--- EXERCISE BRIEF ---
Repeat the lines below exactly as they appear, but leave out the images.

+ + +

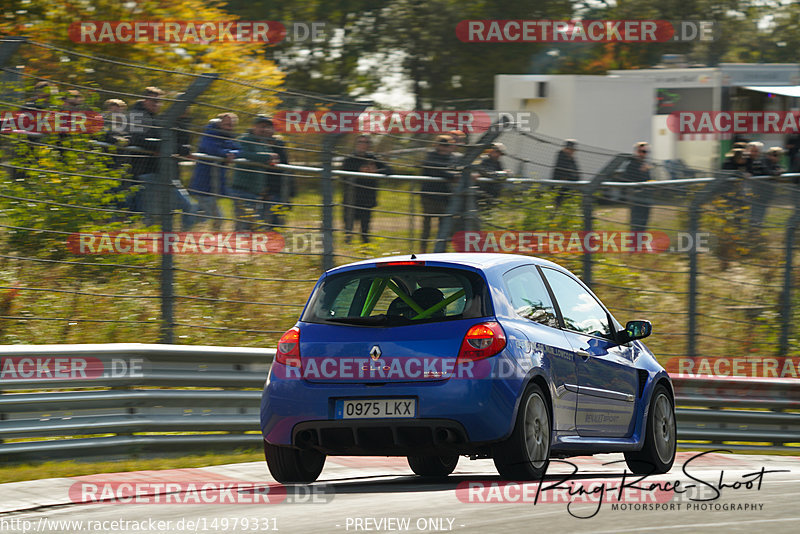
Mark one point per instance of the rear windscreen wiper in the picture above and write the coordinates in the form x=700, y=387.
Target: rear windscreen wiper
x=373, y=320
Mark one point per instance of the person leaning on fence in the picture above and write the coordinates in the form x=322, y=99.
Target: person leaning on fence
x=491, y=168
x=638, y=170
x=145, y=155
x=209, y=176
x=732, y=194
x=43, y=93
x=145, y=139
x=566, y=168
x=249, y=184
x=361, y=193
x=764, y=190
x=438, y=163
x=279, y=185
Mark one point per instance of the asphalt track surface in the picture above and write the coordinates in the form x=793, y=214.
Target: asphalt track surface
x=723, y=492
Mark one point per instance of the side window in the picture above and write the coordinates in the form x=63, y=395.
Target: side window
x=529, y=296
x=581, y=311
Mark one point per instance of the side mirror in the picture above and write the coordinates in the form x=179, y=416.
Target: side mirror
x=635, y=330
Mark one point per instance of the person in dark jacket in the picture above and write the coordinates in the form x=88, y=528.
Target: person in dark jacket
x=218, y=140
x=764, y=190
x=250, y=181
x=145, y=134
x=566, y=168
x=756, y=166
x=361, y=193
x=638, y=170
x=491, y=168
x=439, y=163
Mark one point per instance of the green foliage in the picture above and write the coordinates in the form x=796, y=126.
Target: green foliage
x=56, y=183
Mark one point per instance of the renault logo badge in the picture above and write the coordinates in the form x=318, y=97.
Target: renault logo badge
x=375, y=353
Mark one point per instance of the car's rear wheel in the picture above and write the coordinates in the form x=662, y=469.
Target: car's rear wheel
x=433, y=466
x=658, y=453
x=290, y=465
x=526, y=453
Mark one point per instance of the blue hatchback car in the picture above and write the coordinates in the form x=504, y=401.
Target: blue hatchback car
x=441, y=355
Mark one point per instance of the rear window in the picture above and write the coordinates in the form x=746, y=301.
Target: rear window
x=394, y=296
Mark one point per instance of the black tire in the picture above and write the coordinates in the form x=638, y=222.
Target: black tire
x=433, y=466
x=289, y=465
x=525, y=455
x=660, y=443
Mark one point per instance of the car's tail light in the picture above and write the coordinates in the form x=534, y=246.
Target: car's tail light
x=482, y=341
x=288, y=352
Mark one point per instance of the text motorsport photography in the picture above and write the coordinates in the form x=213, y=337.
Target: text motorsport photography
x=586, y=495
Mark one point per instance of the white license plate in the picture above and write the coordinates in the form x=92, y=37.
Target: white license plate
x=375, y=408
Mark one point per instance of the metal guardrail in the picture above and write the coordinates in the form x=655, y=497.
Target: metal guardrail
x=117, y=400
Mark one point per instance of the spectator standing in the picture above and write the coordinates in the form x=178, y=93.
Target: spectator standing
x=249, y=185
x=42, y=96
x=491, y=168
x=439, y=163
x=146, y=139
x=145, y=128
x=218, y=140
x=765, y=189
x=638, y=170
x=566, y=168
x=361, y=193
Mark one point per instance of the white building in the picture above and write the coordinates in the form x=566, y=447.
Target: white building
x=616, y=110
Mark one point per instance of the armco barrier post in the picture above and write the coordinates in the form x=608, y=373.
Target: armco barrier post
x=693, y=227
x=326, y=182
x=9, y=47
x=457, y=203
x=786, y=294
x=168, y=174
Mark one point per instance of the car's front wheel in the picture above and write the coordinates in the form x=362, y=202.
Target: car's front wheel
x=289, y=465
x=433, y=466
x=526, y=453
x=658, y=453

+ + +

--- EXERCISE SOLUTION ---
Mark one point per instance of the rear windscreen wiper in the picture above and write the coordinates in the form x=700, y=387.
Target: rear windscreen wiper
x=373, y=320
Mark one point per instance of the person leaning on fence in the picture above and write the coordinates in the form x=322, y=99.
Target: person leaning on fence
x=491, y=168
x=638, y=170
x=145, y=155
x=209, y=176
x=732, y=194
x=43, y=93
x=145, y=139
x=566, y=168
x=249, y=184
x=361, y=193
x=764, y=190
x=438, y=163
x=279, y=185
Mark one point per instance of the asphalt track surface in the picture above and write the coordinates in the form x=793, y=214.
Target: asphalt track surface
x=723, y=492
Mark one point per instance of the side window in the picture above and write the coordinates in the form x=63, y=395.
Target: side window
x=529, y=296
x=581, y=311
Mark one point per instance of the side mirror in the picture above and write the coordinates in the form x=179, y=416.
Target: side mirror
x=635, y=330
Mark one point per instance of the person in dark jacket in the picture above and write the coordinates in the form x=88, y=528.
Target: person in dark jacket
x=218, y=140
x=764, y=190
x=250, y=181
x=145, y=134
x=566, y=168
x=756, y=166
x=361, y=193
x=638, y=170
x=491, y=168
x=439, y=163
Mark one point per instance of the green foliage in the picture above and write the coordinates in the form x=796, y=126.
Target: green foliage
x=56, y=183
Mark one point per instance of the renault logo badge in the picture above and write the coordinates in the form x=318, y=97.
Target: renault logo badge
x=375, y=353
Mark one point per instance of the car's rear wheel in the picture above and write the coordinates in the form x=662, y=469.
Target: car's rear wheel
x=433, y=466
x=658, y=453
x=290, y=465
x=526, y=453
Mark one point per instance of the blue hatchback car in the picture above and write the coordinates in the form x=504, y=401.
Target: blue hatchback car
x=441, y=355
Mark one point per instance of the rear window in the picture above and write the coordinates in the form x=746, y=301.
Target: rear window
x=394, y=296
Mark one point per instance of the black tire in the picture above and write the coordinates in the form x=638, y=222.
Target: black tire
x=433, y=466
x=289, y=465
x=525, y=455
x=660, y=443
Mark one point per instance of the car's tail light in the picture above and write the coordinates in the form x=534, y=246.
Target: car's tail light
x=482, y=341
x=288, y=352
Mark one point per instance of the text motorsport photography in the picture above and write the coordinates in the form x=213, y=337.
Target: text motorsport photography
x=586, y=495
Mark one point per instance of the white license plate in the picture above and write the coordinates in the form x=92, y=37.
Target: white license plate
x=375, y=408
Mark one point per instance of the metal guardrail in the picture above and write the coordinates in the form x=655, y=497.
Target: metal guardrail
x=117, y=400
Mark one point per instance of the spectator standing in the picture above and write the coordinates in the form x=178, y=93.
Target: spectator standing
x=249, y=185
x=42, y=96
x=491, y=168
x=439, y=163
x=146, y=139
x=145, y=128
x=218, y=140
x=765, y=189
x=638, y=170
x=566, y=168
x=361, y=193
Mark one point per instance of the white building in the picture above and write the coordinates in the form x=566, y=447.
Target: white building
x=616, y=110
Mark one point per instance of the armco barrier post in the picture above and write the coordinates in the form x=608, y=373.
Target: armco barrier post
x=693, y=227
x=326, y=182
x=9, y=47
x=457, y=203
x=786, y=294
x=168, y=174
Mark one point per instance of the car's front wheel in the picture above and write the coordinates in the form x=362, y=202.
Target: car's front wheel
x=289, y=465
x=433, y=466
x=526, y=453
x=658, y=453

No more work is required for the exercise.